_Problem requirements_:
Translate this sentence from the profile of Ron Romano into Spanish: "But family is the blessing Ron holds most high."

_Exercise passage_:
□ □ □ □ □ □ □

Ron Romano

Why I Support BMH – “My goal was always to resolve the problem”

Ron Romano has many blessings to count. Quasi-retired at the age of 50 and living in a beautiful log home in Saxtons River, he and Chuck, his partner of 24 years, can hike through their 21 acres of land or simply sit in their screened gazebo and watch the trout jump in the backyard pond.

But family is the blessing Ron holds most high. His parents still live in his hometown of Portland, Maine, and this past summer he was able to go up and celebrate their anniversary along with his two sisters, Mary and Rae.

“Many of our friends have lost their folks. It’s nice that I still have both. You have to cherish it,” Ron says while looking down at his brown docksiders, which he wears with no socks. “Unfortunately, it was the week after we were up there that they found a tumor on Rae’s kidney.”

Rae had already survived breast cancer, and it was in honor of her victory that Ron recently made a donation to the Brattleboro Memorial Hospital campaign to raise funds for purchasing digital mammography equipment. He credits Ellen Smith, the hospital’s Director of Development, with the idea of making the donation in her name, and expressed his appreciation that Ellen had gift and card in the mail to Rae immediately after hearing the latest news.

□ □ □ □ □ □ □

Items in a dataset
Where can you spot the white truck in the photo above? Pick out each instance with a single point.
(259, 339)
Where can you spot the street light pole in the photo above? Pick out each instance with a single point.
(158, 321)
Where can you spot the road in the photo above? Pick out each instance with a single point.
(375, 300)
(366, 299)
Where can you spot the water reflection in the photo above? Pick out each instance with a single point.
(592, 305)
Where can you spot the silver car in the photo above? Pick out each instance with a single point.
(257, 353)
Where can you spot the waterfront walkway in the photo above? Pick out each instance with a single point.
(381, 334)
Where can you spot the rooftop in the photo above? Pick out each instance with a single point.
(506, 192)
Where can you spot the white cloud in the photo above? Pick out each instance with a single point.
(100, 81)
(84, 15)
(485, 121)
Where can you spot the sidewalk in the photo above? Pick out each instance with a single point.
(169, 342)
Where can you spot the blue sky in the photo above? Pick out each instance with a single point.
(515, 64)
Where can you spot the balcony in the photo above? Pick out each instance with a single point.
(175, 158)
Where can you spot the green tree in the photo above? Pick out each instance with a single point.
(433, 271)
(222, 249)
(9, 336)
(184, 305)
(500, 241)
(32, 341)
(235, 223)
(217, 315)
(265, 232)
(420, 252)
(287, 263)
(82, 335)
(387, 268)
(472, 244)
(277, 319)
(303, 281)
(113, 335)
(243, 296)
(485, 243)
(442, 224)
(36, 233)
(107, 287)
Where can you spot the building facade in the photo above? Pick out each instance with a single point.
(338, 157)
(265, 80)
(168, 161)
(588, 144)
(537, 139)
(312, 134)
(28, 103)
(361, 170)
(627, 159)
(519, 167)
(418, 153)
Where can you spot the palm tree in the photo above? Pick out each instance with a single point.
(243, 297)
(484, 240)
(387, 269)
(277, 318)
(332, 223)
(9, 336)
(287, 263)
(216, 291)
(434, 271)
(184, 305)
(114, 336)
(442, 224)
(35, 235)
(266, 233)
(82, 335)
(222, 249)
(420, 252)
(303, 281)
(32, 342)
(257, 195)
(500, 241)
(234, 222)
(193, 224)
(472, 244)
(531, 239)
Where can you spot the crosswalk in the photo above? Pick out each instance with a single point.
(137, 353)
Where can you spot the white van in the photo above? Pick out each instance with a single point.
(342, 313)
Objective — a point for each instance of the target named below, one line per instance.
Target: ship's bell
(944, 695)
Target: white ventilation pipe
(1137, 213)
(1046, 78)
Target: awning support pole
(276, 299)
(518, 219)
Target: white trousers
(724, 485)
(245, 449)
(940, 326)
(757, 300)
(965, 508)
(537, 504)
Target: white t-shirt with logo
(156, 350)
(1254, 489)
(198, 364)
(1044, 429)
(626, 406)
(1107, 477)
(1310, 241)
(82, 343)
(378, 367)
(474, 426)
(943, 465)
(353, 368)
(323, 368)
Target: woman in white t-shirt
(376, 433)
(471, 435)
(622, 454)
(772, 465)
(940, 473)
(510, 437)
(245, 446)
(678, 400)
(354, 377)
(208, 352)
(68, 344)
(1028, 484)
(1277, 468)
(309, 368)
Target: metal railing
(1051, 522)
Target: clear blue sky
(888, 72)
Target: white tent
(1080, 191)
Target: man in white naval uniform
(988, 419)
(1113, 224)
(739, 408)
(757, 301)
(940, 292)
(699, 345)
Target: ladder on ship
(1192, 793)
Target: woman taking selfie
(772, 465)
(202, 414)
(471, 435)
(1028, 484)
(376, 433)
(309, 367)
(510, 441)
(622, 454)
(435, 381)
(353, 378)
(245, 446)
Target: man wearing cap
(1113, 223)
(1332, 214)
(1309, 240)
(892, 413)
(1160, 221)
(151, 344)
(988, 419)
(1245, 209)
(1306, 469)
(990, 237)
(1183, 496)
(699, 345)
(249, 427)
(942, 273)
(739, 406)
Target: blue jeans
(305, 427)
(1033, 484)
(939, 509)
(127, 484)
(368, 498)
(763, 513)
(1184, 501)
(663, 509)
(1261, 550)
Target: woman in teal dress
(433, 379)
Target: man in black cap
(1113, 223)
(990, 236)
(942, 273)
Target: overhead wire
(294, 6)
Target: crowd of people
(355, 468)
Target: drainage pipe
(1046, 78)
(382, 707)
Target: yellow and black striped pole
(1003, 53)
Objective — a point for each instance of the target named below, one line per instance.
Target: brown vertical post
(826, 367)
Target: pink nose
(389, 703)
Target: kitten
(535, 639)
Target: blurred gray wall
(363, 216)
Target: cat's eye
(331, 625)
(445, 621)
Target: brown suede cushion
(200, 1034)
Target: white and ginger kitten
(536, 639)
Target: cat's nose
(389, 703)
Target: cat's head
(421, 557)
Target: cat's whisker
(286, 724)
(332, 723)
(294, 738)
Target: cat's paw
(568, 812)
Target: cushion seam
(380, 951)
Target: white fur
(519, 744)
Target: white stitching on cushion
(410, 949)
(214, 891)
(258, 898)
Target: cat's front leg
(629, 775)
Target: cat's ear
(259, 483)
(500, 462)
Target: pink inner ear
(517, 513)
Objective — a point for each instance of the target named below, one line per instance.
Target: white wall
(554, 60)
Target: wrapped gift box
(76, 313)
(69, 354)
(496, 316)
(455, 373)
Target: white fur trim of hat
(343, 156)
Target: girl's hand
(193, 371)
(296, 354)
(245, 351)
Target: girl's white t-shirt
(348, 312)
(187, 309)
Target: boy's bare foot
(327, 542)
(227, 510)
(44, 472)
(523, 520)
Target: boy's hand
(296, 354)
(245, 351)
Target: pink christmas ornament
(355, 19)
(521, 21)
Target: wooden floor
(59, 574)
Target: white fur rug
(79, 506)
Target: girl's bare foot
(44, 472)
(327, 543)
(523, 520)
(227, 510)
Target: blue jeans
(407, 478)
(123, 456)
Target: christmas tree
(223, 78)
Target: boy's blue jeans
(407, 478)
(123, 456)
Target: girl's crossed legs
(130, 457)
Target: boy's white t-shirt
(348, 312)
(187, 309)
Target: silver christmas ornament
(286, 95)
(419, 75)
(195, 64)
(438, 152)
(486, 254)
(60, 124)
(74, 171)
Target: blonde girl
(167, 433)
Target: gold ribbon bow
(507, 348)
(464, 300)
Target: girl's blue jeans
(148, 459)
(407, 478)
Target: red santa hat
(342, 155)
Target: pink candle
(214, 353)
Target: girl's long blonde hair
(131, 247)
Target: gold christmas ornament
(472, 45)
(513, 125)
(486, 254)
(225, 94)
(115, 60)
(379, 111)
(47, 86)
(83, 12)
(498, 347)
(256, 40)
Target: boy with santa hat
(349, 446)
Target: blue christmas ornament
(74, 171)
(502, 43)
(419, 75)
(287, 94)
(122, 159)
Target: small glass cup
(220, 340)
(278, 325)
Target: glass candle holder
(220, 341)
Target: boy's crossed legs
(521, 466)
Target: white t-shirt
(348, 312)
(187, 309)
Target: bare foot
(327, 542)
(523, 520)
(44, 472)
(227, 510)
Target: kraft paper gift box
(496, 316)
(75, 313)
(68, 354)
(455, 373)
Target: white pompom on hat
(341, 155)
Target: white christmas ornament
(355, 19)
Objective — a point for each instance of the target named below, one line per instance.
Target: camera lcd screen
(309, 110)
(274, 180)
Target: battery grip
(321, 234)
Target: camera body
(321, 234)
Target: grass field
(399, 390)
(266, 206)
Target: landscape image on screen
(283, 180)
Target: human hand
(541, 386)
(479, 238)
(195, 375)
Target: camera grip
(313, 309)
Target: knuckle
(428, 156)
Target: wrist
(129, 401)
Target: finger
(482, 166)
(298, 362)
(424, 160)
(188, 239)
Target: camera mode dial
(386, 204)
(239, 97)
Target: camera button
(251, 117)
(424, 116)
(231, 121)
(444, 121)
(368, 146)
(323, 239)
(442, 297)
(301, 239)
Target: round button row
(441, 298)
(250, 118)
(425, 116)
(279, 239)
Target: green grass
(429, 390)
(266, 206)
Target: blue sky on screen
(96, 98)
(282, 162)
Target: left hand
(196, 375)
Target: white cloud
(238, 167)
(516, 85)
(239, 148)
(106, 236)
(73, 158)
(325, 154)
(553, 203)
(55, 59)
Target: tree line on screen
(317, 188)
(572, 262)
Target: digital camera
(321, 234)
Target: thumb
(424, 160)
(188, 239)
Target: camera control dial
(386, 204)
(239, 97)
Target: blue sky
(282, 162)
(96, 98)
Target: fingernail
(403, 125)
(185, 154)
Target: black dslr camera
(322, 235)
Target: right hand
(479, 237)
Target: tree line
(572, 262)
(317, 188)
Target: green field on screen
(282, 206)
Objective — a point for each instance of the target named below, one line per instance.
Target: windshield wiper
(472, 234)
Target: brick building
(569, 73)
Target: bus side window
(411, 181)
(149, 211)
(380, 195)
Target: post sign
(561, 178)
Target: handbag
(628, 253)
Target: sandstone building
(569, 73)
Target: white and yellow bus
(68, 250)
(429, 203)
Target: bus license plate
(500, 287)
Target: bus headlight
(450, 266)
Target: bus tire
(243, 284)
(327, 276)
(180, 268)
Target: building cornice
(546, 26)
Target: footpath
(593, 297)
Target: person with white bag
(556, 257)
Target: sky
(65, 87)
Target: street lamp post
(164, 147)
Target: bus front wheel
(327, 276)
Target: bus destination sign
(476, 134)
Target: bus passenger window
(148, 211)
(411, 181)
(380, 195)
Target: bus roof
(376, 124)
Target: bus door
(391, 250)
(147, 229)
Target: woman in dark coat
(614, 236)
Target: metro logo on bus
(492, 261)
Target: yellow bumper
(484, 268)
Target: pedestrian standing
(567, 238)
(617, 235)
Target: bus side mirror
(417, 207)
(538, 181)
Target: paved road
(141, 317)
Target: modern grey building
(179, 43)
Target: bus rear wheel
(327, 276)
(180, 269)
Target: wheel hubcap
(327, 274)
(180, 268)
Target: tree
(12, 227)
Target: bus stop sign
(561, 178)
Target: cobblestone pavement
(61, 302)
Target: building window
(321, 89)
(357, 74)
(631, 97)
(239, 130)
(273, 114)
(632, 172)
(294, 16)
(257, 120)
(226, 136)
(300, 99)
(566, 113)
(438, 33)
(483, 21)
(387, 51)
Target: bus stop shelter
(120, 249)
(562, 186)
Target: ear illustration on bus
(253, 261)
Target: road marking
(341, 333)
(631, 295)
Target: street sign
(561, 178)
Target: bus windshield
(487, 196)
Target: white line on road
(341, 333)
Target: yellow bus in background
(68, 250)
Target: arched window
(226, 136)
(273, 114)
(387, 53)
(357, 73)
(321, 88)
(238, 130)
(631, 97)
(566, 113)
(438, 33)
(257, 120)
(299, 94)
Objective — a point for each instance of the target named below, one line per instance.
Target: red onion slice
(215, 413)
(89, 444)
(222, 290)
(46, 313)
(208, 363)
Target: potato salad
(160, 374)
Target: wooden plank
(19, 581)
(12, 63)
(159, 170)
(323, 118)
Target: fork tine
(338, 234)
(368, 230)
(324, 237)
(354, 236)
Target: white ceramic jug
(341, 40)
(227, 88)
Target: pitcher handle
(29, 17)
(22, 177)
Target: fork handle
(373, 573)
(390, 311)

□ □ □ □ □ □ □

_Task result_:
Pero la familia es la bendición que Ron más valora.